▶ **Task instructions**:
[1] In the text on genome pixel images below, what gray tone does the method assign to the base C?
[2] Carry on the text about genome pixel images from its final sentence.

For some of the examination of genomes presented here, it will be advantegeous to depict genome sequences in a novel way.
Instead of describing the as strings of letters, we will present them as optical images by the
GPxI method described earlier. Briefly, the method assigns to the bases of a DNA sequence the following gray-tone values: A: black, G: white,
C: dark gray and T: light gray (Fig.A1a). This assignment is, of course, arbitrary, but must remain the same throughout. It transforms the consecutive bases
of the sequence into a continuous line of pixels with varying gray values. In addition, the method requires the choice of an arbitrary, but also fixed
image width W. Whenever the line of pixels reaches W, it wraps around like any other text would, and continues at the beginning of the next line
immediately underneath. For example, the GPxI of a computer-constructed, random DNA sequence appears as the featureless dot-pattern shown in
Fig.A1b.
It is, of course, also possible to choose the image width equal to the size of the depicted sequences. In this way, an
array of sequences (e.g. the Alu-sequences) can be written in register .
Fig.A1. Basic principle of the 'genome pixel image' (GPxI) method.
(a). DNA sequence written in the tradional way and the assignment of a certain graytone to each base (insert).
(b). Writing the above DNA sequence from left to right while expressing each base as a single pixel with the assigned gray-value yields a line of pixesl with varying graytones.
(c).Whenever the pixel line has reached the edge of the image, it wraps around and continues on the left margin.
(d).By omitting the white spaces between the consecutive line the Genome Pixel Image (GPxI) emerges.
(e).Examples of the GPxIs of a random DNA file and a highly structured part of the human X-chromosome.
Fig.A1f. Animation of the basic principle of the 'genome pixel image' (GPxI) method.
Examples of GPxIs and their interpretations
Figure A2 shows the GPxI of the first 150 Kb of the human X chromosome (Fig.A2a). While the size of 150 Kb is already too large for many applications of the traditional alignment methods, the striking patterns visible in the GPxI image in near the 5’ end highlight immediately the exact location for candidates of repetitive sequences without any prior knowledge of any special properties of the sequences in this location. Furthermore, one can see immediately that these special sequences occur in 2 clusters separated by a large stretch of non-repetitive DNA. Their pseudo-repetitive character becomes obvious through the action of 2 consecutive magnifications shown of Figures A2b and A2c: The larger the magnification, the less the repetitions of any patterns become detectable.
Fig.A2. GPxI of the first 150 Kb of the human X chromosome (Un-sequenced portions are omitted). (Scales: 50[b]/division)

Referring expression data
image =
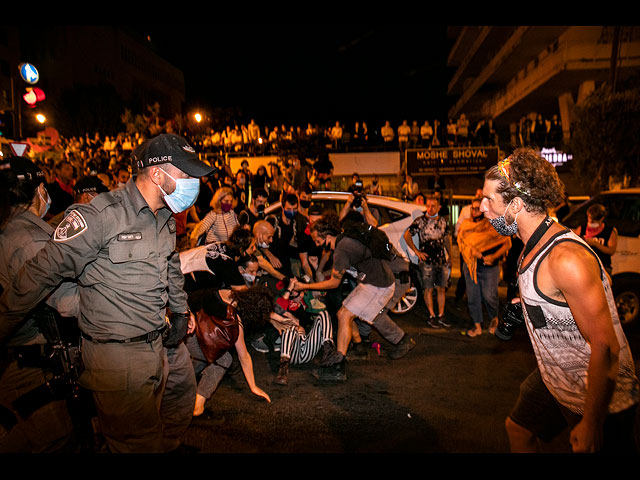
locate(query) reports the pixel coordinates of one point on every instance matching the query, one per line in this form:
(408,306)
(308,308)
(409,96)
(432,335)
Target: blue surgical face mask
(185,194)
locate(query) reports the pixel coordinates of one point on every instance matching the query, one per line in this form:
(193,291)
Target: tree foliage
(605,138)
(88,108)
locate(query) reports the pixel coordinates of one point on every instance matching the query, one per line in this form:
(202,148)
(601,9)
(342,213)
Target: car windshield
(623,213)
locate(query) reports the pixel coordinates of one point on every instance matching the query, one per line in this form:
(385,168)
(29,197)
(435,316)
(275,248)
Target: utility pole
(615,55)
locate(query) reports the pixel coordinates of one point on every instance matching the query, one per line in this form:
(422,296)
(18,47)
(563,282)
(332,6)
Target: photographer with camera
(358,201)
(586,375)
(34,417)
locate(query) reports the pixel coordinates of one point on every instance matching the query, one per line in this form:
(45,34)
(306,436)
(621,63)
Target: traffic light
(33,96)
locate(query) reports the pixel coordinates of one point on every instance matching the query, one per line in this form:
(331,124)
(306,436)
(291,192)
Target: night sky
(319,73)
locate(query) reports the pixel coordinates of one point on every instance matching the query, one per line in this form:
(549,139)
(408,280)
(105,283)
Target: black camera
(358,194)
(512,317)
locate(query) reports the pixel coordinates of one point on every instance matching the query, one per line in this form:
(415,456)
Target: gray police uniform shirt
(21,239)
(125,262)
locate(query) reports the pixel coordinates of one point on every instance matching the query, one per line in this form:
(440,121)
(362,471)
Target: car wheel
(627,296)
(408,301)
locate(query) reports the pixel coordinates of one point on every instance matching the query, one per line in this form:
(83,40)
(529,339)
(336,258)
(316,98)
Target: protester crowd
(307,284)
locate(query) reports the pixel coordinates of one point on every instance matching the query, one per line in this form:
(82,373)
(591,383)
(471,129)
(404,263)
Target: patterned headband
(503,167)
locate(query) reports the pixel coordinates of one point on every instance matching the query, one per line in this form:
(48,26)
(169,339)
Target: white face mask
(46,203)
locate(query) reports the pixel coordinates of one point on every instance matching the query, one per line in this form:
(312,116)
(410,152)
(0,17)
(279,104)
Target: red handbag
(216,335)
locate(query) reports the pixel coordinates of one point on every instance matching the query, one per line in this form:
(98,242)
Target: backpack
(372,237)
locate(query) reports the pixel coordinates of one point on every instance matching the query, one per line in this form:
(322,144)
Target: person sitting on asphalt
(374,291)
(303,333)
(253,307)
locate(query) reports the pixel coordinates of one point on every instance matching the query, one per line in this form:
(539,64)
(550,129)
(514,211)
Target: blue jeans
(485,291)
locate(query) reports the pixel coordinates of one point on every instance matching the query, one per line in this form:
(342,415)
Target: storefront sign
(449,161)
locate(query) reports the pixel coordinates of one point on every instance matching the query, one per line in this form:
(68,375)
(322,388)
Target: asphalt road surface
(450,394)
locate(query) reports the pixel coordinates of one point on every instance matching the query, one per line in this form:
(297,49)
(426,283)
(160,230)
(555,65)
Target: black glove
(179,323)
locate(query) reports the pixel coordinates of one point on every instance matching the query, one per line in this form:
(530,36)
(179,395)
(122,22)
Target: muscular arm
(576,275)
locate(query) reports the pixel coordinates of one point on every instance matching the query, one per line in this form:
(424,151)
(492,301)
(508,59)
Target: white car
(623,213)
(394,217)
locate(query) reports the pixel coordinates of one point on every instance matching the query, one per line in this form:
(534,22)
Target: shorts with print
(434,275)
(366,301)
(539,412)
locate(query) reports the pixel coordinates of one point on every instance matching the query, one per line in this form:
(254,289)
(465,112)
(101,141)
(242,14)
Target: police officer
(121,249)
(32,418)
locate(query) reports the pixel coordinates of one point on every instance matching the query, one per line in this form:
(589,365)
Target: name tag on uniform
(127,237)
(72,226)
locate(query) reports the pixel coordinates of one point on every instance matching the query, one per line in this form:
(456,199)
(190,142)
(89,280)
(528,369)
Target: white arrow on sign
(18,148)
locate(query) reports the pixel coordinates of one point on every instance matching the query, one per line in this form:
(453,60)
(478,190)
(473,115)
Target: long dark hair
(254,305)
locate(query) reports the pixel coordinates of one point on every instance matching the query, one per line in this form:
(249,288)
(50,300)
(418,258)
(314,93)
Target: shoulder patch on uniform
(171,223)
(72,226)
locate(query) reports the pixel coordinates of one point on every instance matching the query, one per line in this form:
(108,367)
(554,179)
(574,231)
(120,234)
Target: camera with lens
(358,194)
(512,317)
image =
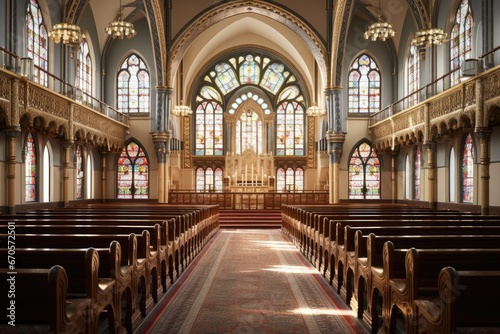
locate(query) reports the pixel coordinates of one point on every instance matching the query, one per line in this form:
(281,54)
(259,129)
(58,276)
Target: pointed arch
(364,85)
(364,172)
(133,171)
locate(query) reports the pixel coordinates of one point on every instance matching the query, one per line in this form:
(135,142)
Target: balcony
(441,110)
(60,109)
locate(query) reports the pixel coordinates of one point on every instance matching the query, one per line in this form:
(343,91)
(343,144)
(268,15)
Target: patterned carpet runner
(251,281)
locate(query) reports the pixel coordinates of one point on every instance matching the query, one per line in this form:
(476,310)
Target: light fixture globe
(379,30)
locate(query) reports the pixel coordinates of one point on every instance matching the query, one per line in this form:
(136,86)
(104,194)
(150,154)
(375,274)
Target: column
(336,137)
(484,135)
(394,174)
(104,155)
(67,150)
(432,173)
(11,134)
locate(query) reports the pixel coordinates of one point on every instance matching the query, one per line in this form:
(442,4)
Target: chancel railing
(248,200)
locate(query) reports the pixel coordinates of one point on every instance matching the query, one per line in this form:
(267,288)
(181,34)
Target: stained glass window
(30,158)
(79,172)
(468,171)
(364,86)
(413,75)
(209,180)
(461,39)
(453,175)
(416,176)
(290,129)
(249,133)
(37,48)
(259,73)
(364,173)
(133,86)
(209,129)
(289,180)
(133,172)
(84,71)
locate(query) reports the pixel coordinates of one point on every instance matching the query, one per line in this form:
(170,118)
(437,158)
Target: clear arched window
(46,174)
(468,171)
(209,179)
(289,180)
(453,175)
(37,44)
(364,173)
(84,71)
(254,76)
(133,172)
(79,172)
(461,39)
(133,86)
(364,86)
(413,75)
(30,159)
(416,178)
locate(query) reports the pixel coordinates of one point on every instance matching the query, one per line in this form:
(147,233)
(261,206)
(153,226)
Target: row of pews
(402,268)
(98,268)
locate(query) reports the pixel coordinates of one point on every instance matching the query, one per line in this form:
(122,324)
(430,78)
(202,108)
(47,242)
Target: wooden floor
(250,219)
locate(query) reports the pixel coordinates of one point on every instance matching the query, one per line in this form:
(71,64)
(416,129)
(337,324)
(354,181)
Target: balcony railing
(26,68)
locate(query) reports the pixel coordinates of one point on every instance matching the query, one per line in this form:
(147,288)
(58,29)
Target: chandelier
(119,28)
(380,29)
(182,110)
(429,37)
(315,111)
(68,33)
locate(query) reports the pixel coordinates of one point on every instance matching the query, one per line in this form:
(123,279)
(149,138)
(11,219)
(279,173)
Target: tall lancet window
(461,39)
(133,86)
(364,86)
(37,43)
(133,172)
(364,173)
(468,171)
(84,71)
(31,171)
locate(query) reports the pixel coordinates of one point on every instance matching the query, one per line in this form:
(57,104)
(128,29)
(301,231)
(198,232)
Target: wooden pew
(82,284)
(41,299)
(420,278)
(467,299)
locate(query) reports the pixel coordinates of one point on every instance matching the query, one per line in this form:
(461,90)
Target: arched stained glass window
(461,39)
(250,70)
(274,77)
(30,159)
(249,133)
(413,75)
(37,43)
(364,86)
(468,171)
(209,180)
(133,86)
(226,78)
(364,173)
(290,129)
(453,175)
(84,71)
(416,177)
(209,129)
(256,76)
(79,172)
(289,180)
(133,172)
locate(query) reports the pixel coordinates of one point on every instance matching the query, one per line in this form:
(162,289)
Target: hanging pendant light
(379,29)
(119,28)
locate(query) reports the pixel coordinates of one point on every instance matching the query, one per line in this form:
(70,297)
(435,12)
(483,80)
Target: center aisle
(251,281)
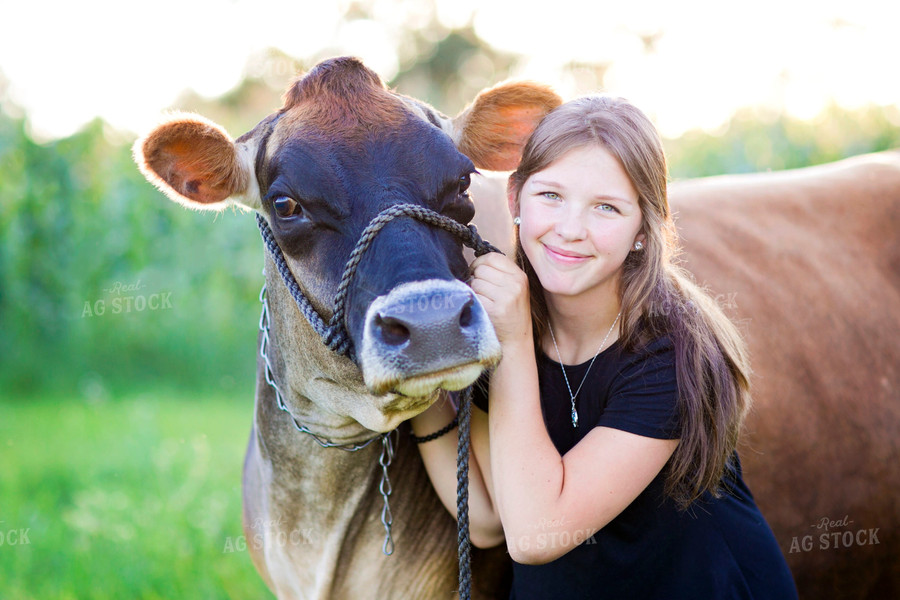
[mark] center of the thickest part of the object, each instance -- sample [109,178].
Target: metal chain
[387,519]
[334,334]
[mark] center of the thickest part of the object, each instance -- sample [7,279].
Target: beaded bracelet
[436,434]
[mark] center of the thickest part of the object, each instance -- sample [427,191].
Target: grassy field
[131,498]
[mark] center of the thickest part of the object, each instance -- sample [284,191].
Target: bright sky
[67,62]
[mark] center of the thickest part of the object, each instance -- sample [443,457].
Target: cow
[807,262]
[343,149]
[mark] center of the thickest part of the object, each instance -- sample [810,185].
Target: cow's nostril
[465,315]
[393,332]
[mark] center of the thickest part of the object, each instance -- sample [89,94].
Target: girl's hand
[502,288]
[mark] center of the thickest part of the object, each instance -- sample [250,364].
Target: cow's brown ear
[194,162]
[492,131]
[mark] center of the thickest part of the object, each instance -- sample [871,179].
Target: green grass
[132,498]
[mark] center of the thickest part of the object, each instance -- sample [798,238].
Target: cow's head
[340,150]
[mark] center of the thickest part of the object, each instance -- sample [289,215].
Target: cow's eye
[464,182]
[285,206]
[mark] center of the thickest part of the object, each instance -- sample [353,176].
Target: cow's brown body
[809,258]
[808,262]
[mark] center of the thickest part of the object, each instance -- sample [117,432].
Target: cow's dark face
[342,149]
[331,164]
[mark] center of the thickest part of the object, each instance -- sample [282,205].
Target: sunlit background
[122,431]
[690,64]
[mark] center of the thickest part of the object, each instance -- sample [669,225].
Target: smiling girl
[608,458]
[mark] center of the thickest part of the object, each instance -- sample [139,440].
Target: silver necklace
[583,379]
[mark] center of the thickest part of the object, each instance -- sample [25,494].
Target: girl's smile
[580,219]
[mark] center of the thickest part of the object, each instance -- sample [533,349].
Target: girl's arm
[549,503]
[439,456]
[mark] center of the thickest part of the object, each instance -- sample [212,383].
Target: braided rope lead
[334,333]
[335,336]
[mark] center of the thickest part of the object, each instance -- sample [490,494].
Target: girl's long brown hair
[658,297]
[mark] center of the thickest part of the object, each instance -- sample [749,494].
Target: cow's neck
[313,505]
[320,389]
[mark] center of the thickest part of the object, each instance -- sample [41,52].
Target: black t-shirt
[719,548]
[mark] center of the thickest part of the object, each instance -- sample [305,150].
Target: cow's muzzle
[426,335]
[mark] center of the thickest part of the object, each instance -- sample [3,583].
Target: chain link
[337,339]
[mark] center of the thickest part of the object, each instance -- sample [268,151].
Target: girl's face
[580,219]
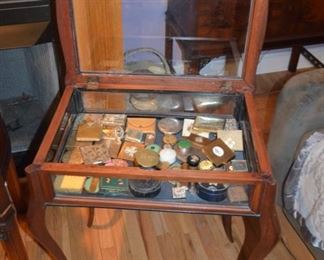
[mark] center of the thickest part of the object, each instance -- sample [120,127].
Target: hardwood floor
[142,235]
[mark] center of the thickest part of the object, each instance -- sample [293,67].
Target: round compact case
[211,191]
[144,188]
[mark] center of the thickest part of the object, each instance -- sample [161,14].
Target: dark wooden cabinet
[224,23]
[94,91]
[294,22]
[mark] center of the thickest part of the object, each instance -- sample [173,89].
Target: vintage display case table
[137,134]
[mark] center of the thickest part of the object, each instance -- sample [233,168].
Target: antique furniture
[22,23]
[98,86]
[9,231]
[289,24]
[301,97]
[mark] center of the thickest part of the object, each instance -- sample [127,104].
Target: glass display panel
[155,131]
[161,37]
[158,191]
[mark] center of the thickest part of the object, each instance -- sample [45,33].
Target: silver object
[169,125]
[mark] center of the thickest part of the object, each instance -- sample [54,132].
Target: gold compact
[146,158]
[218,152]
[94,154]
[208,124]
[89,132]
[133,135]
[145,125]
[128,150]
[233,138]
[111,120]
[198,141]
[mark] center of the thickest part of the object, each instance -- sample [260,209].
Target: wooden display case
[98,84]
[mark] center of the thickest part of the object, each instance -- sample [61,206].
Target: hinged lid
[173,43]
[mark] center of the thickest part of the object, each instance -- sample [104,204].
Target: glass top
[161,37]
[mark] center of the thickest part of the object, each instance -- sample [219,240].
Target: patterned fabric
[304,190]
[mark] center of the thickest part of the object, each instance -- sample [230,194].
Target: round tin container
[168,155]
[169,125]
[146,158]
[211,191]
[169,139]
[193,161]
[144,188]
[205,165]
[153,147]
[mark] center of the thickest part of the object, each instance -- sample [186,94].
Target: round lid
[169,139]
[205,165]
[169,125]
[184,144]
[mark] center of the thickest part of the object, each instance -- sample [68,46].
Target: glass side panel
[102,125]
[163,37]
[155,131]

▶ **Exercise results**:
[1] Dark gray.

[2]
(a). The appearance of several pseudo-repetitive sequences as various, seemingly repetitive patterns. The appearance of identical repetition
vanishes with increasing magnification of the GP demonstrating the power of the human visual sense to still detect rules and relationships between
DNA sequences even after mutations and variations have obliterated them to a large degree.
(b). Enlargement of the portion of the GPxI within the black frame in panel a.
(c). Enlargement of the portion of the GPxI within the black frame in panel b.
The distinction between repetitive and pseudo-repetitive sequences can be tested by GPxIs in a much more objective way, too. Obviously, the appearance of any patterns depends on the width of the GPxI, as it determines which downstream part of a sequence is written directly below it. Given a series of truly repetitive motifs there will exist specific values for the GPxI-width where the motifs fall into perfect register and, thus, generate a pattern of vertical lines. As shown in Figure A3a, at a GPxI-width of 610 [b] the obliquely striped patterns shown in Fig.A2a seem to turn into vertical lines (marked as ‘1’ in Figure A3). However, as shown by the magnified inset at the right hand side, the vertical lines are not perfect. Instead, they fall into 3 groups shifted out of register by 2 insertions. Furthermore, they are interrupted by numerous point mutations that appear as differently colored pixels within many vertical lines. Both properties identify them not only as pseudo-repeats, but also identify the causes of their differences.
Fig.A3.Effect of GPxI-width on pattern appearance and recognition on a portion of the GPxI of Figure A2. The numbers 1,2,and 3 indicate
the same domains on each panel. Enlargments of these domains are shown on the right hand side.(Scale: 50[b]/division)
(a). GPxI-width = 610 [b]. The pattern at '1' turns vertical but, as shown by the enlargement, contains deviations in the form of 2 shifts
(=insertions) and single deviant pixels (=point mutations).
(b). GPxI-width = 568 [b]. The domains '2' and '3' appear almost random.
(c). GPxI-width = 551 [b]. Domain '2' shows a clear periodicity with few deviations. Domain '3'' shows pseudo-repetitive patterns.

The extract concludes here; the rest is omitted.